=== Entries shown ===

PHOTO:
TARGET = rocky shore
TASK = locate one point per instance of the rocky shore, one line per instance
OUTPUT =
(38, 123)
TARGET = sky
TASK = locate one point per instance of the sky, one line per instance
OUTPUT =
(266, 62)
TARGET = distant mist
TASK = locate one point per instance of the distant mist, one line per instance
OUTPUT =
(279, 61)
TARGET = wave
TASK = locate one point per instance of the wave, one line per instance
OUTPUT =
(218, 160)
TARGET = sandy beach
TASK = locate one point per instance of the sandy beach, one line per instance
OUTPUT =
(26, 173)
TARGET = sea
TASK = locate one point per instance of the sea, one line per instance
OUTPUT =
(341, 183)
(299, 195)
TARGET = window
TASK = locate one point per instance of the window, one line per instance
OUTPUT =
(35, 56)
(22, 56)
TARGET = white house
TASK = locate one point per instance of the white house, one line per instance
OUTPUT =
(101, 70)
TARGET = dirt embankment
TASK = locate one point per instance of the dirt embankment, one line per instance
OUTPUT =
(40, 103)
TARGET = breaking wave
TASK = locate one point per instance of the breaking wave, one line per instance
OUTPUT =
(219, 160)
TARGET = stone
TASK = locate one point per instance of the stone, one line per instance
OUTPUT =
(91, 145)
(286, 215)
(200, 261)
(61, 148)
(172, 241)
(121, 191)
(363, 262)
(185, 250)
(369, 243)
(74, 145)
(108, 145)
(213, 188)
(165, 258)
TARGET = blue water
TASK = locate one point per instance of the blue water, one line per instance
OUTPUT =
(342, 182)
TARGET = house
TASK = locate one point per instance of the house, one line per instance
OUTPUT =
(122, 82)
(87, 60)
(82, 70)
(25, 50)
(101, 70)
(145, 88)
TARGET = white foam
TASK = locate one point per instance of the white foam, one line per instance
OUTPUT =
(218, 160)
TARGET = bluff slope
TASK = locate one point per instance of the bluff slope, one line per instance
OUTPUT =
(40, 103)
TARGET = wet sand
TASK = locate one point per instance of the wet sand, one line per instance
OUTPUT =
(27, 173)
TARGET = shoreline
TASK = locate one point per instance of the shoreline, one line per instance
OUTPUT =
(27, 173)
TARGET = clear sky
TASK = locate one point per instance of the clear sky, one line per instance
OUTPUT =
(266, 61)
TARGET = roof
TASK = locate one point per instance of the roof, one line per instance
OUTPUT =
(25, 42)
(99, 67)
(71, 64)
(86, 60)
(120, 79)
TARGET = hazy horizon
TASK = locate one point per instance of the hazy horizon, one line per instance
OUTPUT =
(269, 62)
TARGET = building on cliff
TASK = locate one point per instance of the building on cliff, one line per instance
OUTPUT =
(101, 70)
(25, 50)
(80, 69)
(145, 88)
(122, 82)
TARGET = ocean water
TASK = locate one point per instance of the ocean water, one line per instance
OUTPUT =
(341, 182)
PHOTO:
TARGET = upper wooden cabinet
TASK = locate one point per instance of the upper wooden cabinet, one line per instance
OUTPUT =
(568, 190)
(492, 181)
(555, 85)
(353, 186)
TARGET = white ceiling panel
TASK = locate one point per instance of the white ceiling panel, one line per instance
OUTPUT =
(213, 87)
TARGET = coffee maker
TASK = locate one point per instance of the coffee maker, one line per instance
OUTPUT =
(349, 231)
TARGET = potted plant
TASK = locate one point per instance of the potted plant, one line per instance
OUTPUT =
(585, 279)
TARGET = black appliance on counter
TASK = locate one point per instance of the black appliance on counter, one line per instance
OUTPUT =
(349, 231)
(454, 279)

===

Convert all of the rows above into a JSON list of strings, one string per line, omitting blank lines.

* Task response *
[
  "PHOTO:",
  "TARGET = rocky shore",
  "TASK = locate one point per instance of the rocky shore, one line per instance",
  "OUTPUT =",
  "(38, 123)",
  "TARGET = sky",
  "TASK = locate one point per instance of the sky, one line per instance",
  "OUTPUT =",
  "(266, 62)",
  "TARGET = distant mist",
  "TASK = locate one point per instance of the distant mist, one line per instance",
  "OUTPUT =",
  "(279, 61)",
  "TARGET = wave",
  "TASK = locate one point per instance of the wave, one line per instance",
  "OUTPUT =",
  "(218, 160)",
  "TARGET = sandy beach",
  "TASK = locate one point per instance of the sandy beach, one line per instance",
  "OUTPUT =",
  "(26, 173)",
  "TARGET = sea",
  "TASK = locate one point per instance of the sea, one line per instance",
  "OUTPUT =",
  "(341, 183)",
  "(299, 195)",
  "TARGET = window",
  "TASK = locate one point per instance of the window, one line per instance",
  "OUTPUT =",
  "(35, 56)",
  "(22, 56)",
  "TARGET = white house",
  "TASK = locate one point per instance of the white house, one line per instance",
  "OUTPUT =",
  "(101, 70)",
  "TARGET = dirt embankment",
  "TASK = locate one point per instance of the dirt embankment, one line per instance",
  "OUTPUT =",
  "(40, 103)",
  "TARGET = breaking wave",
  "TASK = locate one point per instance of the breaking wave, one line per instance",
  "OUTPUT =",
  "(219, 160)",
  "TARGET = stone",
  "TASK = locate one point per instance of the stone, one line per instance",
  "OUTPUT =",
  "(91, 145)",
  "(286, 215)",
  "(200, 261)",
  "(61, 148)",
  "(172, 241)",
  "(121, 191)",
  "(363, 262)",
  "(185, 250)",
  "(369, 243)",
  "(74, 145)",
  "(108, 145)",
  "(213, 188)",
  "(165, 258)",
  "TARGET = blue water",
  "TASK = locate one point per instance of the blue water, one line per instance",
  "OUTPUT =",
  "(342, 182)",
  "TARGET = house",
  "TASK = locate one point per instance of the house, one line per instance",
  "OUTPUT =",
  "(122, 82)",
  "(87, 60)",
  "(82, 70)",
  "(25, 50)",
  "(101, 70)",
  "(145, 88)",
  "TARGET = white foam",
  "TASK = locate one point per instance of the white foam, one line per instance",
  "OUTPUT =",
  "(218, 160)",
  "TARGET = bluff slope",
  "TASK = locate one point per instance of the bluff slope, one line per instance",
  "OUTPUT =",
  "(40, 103)",
  "TARGET = wet sand",
  "TASK = locate one point per instance of the wet sand, one line per instance",
  "OUTPUT =",
  "(27, 173)",
  "TARGET = shoreline",
  "TASK = locate one point per instance of the shoreline, one line per instance",
  "OUTPUT =",
  "(27, 173)",
  "TARGET = clear sky",
  "TASK = locate one point per instance of the clear sky, one line per instance",
  "OUTPUT =",
  "(266, 61)",
  "TARGET = roof",
  "TASK = locate one point per instance of the roof, one line per instance",
  "OUTPUT =",
  "(25, 42)",
  "(99, 67)",
  "(71, 64)",
  "(86, 60)",
  "(120, 79)",
  "TARGET = hazy horizon",
  "TASK = locate one point per instance of the hazy horizon, one line per instance",
  "OUTPUT =",
  "(269, 62)",
  "TARGET = building on cliff",
  "TASK = locate one point per instance of the building on cliff, one line per instance",
  "OUTPUT =",
  "(101, 70)",
  "(25, 50)",
  "(80, 69)",
  "(145, 88)",
  "(122, 82)",
  "TARGET = ocean water",
  "TASK = locate one point per instance of the ocean water, one line per instance",
  "OUTPUT =",
  "(341, 182)",
  "PHOTO:",
  "TARGET = upper wooden cabinet",
  "TASK = locate one point per instance of the upper wooden cabinet, one line per instance",
  "OUTPUT =",
  "(568, 190)",
  "(492, 181)",
  "(555, 85)",
  "(353, 186)",
  "TARGET = white ceiling panel",
  "TASK = locate one point per instance of the white ceiling panel, one line per instance",
  "OUTPUT =",
  "(213, 87)",
  "TARGET = coffee maker",
  "TASK = locate one point per instance of the coffee maker, one line per instance",
  "OUTPUT =",
  "(349, 231)",
  "TARGET = potted plant",
  "TASK = locate one point per instance of the potted plant, one line per instance",
  "OUTPUT =",
  "(585, 279)",
  "TARGET = black appliance on counter",
  "TASK = locate one point per instance of the black appliance on counter, one line per instance",
  "OUTPUT =",
  "(349, 231)",
  "(454, 279)"
]